Material for this task:
════════════════

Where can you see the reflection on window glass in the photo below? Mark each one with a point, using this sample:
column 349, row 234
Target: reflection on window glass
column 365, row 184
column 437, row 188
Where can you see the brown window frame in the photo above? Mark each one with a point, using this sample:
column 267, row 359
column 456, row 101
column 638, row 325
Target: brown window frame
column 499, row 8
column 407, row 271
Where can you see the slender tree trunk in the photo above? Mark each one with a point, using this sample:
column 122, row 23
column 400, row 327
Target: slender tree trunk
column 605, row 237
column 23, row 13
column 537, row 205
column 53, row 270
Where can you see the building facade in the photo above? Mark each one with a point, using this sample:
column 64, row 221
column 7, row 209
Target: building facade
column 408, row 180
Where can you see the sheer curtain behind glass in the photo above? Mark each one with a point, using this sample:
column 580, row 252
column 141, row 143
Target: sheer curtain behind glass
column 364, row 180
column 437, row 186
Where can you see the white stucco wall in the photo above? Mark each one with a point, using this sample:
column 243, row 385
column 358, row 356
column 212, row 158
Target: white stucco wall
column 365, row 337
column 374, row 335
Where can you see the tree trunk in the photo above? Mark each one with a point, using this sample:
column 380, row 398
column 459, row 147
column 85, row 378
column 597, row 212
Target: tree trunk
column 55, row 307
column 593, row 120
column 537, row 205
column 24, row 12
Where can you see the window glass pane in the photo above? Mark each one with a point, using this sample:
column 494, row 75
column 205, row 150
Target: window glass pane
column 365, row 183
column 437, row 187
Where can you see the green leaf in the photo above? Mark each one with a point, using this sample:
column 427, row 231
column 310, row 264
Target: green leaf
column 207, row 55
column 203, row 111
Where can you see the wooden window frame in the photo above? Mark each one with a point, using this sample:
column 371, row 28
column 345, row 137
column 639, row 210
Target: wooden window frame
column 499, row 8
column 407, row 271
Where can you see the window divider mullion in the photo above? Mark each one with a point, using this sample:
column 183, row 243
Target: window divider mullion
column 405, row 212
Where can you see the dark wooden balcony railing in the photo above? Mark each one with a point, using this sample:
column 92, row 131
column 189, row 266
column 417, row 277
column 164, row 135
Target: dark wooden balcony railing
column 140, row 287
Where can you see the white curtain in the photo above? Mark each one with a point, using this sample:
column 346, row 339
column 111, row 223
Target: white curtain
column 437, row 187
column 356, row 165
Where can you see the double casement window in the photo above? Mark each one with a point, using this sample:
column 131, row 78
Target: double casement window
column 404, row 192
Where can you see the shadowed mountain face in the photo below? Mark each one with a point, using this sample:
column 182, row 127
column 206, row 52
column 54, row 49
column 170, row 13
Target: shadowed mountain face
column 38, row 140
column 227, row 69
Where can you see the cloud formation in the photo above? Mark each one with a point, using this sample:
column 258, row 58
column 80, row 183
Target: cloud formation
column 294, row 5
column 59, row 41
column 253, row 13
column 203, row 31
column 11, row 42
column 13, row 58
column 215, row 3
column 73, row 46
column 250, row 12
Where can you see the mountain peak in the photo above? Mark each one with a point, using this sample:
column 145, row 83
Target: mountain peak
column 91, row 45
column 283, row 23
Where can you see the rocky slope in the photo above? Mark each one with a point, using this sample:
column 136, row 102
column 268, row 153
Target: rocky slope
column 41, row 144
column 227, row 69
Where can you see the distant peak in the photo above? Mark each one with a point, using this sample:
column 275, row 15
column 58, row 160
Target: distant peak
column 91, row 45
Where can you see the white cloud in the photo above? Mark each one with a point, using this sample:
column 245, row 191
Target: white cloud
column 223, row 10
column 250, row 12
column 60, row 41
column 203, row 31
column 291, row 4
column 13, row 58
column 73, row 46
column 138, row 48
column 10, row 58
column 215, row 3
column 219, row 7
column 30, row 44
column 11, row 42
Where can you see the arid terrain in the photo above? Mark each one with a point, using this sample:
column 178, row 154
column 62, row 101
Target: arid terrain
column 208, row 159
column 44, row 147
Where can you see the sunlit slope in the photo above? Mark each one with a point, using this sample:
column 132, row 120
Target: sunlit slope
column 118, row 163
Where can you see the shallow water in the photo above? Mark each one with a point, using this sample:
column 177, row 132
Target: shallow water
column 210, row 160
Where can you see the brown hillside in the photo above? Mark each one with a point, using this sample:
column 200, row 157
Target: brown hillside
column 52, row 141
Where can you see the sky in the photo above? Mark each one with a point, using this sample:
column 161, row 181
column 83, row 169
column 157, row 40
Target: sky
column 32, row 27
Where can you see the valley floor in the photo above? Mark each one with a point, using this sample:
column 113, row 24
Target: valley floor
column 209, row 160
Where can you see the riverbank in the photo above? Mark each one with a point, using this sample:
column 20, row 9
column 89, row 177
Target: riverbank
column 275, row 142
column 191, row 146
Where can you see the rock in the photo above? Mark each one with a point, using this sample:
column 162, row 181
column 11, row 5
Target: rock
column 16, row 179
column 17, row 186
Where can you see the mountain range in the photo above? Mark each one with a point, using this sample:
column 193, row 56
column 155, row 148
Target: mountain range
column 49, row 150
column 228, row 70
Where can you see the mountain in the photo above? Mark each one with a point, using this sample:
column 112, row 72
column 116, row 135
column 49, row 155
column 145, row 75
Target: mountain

════════════════

Exercise goal: From the records above, reproduce exactly the lines from the one with "column 417, row 277" to the one with "column 170, row 13", both included, and no others.

Answer to the problem:
column 417, row 277
column 164, row 135
Target: dark wooden balcony railing
column 140, row 287
Where can you see the white curtain in the photo above? Mark each one with a point, using this sample:
column 346, row 339
column 111, row 223
Target: white curtain
column 437, row 187
column 356, row 165
Where can you see the double casement window in the photo above? Mark each one with a point, using this sample:
column 131, row 78
Target: double casement window
column 404, row 192
Where can you see the shadowed mountain face in the photo below? Mark each one with a point, using this sample:
column 182, row 127
column 206, row 52
column 54, row 49
column 170, row 13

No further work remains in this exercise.